Extract start

# Difference between revisions of "bayesian and Frequentist Schools of Thought"

### Bayesian and Frequentist Schools of Thought - May 21, 2009

In this lecture we will continue to discuss sampling from specific distributions , introduce Monte Carlo Integration, and also talk about the differences between the Bayesian and Frequentist views on probability, along with references to Bayesian Inference.

#### Binomial Distribution

A Binomial distribution $X \sim~ Bin(n,p)$ is the sum of $n$ independent Bernoulli trials, each with probability of success $p$ $(0 \leq p \leq 1)$. For each trial we generate an independent uniform random variable: $U_1, \ldots, U_n \sim~ Unif(0,1)$. Then X is the number of times that $U_i \leq p$. In this case if n is large enough, by the central limit theorem, the Normal distribution can be used to approximate a Binomial distribution.

Sampling from Binomial distribution in Matlab is done using the following code:

n=3;
p=0.5;
trials=1000;
X=sum((rand(trials,n))'<=p);
hist(X)


Where the histogram is a Binomial distribution, and for higher $n$, it would resemble a Normal distribution.

#### Monte Carlo Integration

Monte Carlo Integration is a numerical method of approximating the evaluation of integrals using random numbers generated from simulations. In this course we will mainly look at three methods for approximating integrals:

1. Basic Monte Carlo Integration
2. Importance Sampling
3. Markov Chain Monte Carlo (MCMC)

#### Bayesian VS Frequentists

During the history of statistics, two major schools of thought emerged along the way and have been locked in an on-going struggle in trying to determine which one has the correct view on probability. These two schools are known as the Bayesian and Frequentist schools of thought. Both the Bayesians and the Frequentists holds a different philosophical view on what defines probability. Below are some fundamental differences between the Bayesian and Frequentist schools of thought:

Frequentist

• Probability is objective and refers to the limit of an event's relative frequency in a large number of trials. For example, a coin with a 50% probability of heads will turn up heads 50% of the time.

Extract end

> Goals
A. Answer these from the lecture notes above, one line each:
(i) What value of p does the Matlab code set?
(ii) Which three methods for approximating integrals will the course mainly look at?
(iii) In the Frequentist view, what does probability refer to?
B. For each statement, say whether the lecture notes above agree with it, and quote the words that decide it.
(i) The Matlab code runs 1000 trials.
(ii) The course will mainly look at four methods for approximating integrals.
(iii) Frequentists regard probability as subjective.

Material start

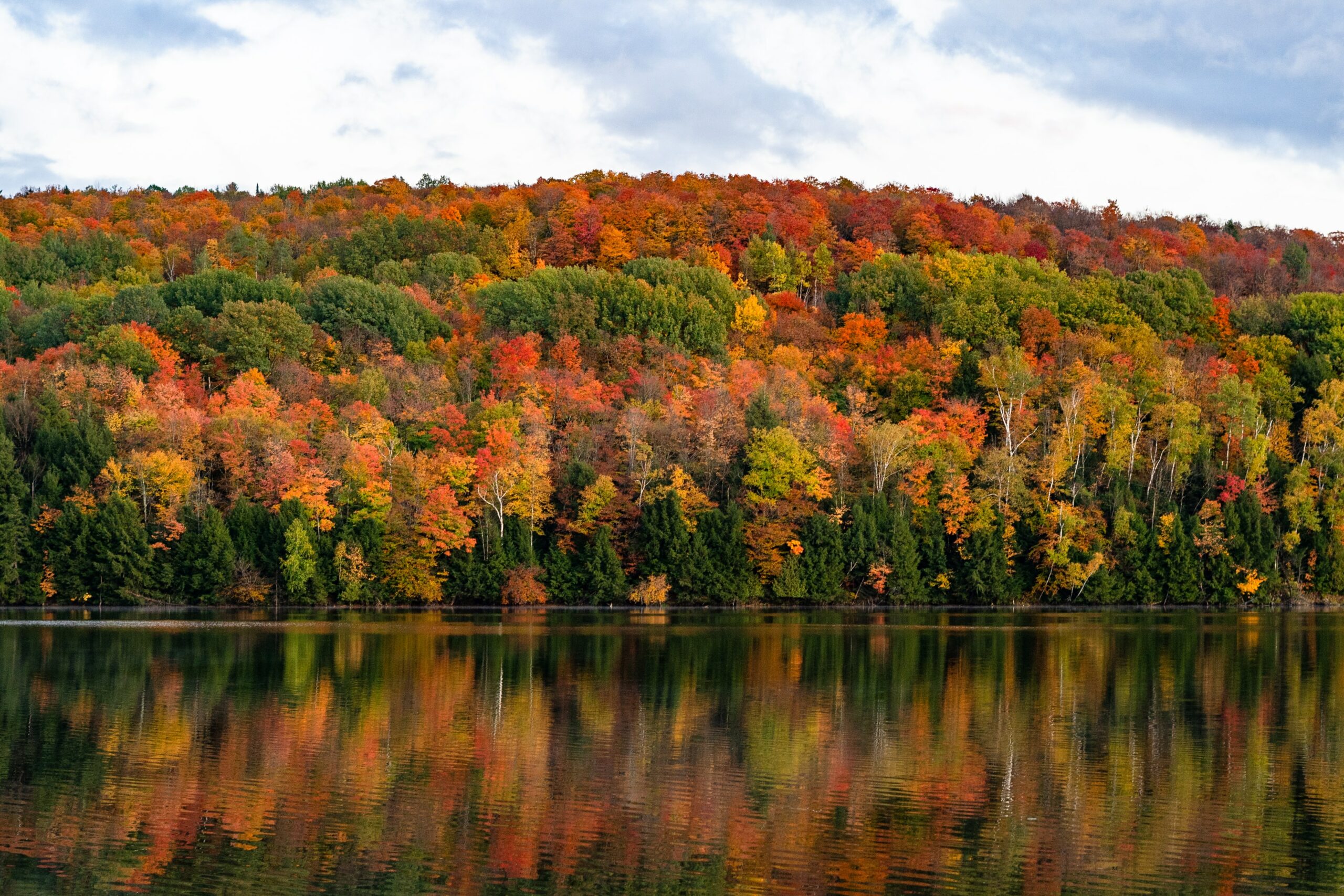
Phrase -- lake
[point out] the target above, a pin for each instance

Material end

> Answers in order
A.
(i) 0.5
(ii) Basic Monte Carlo Integration, Importance Sampling, and Markov Chain Monte Carlo (MCMC)
(iii) The limit of an event's relative frequency in a large number of trials

B.
(i) Yes: "trials=1000;"
(ii) No: "In this course we will mainly look at three methods for approximating integrals"
(iii) No: "Probability is objective and refers to the limit of an event's relative frequency in a large number of trials."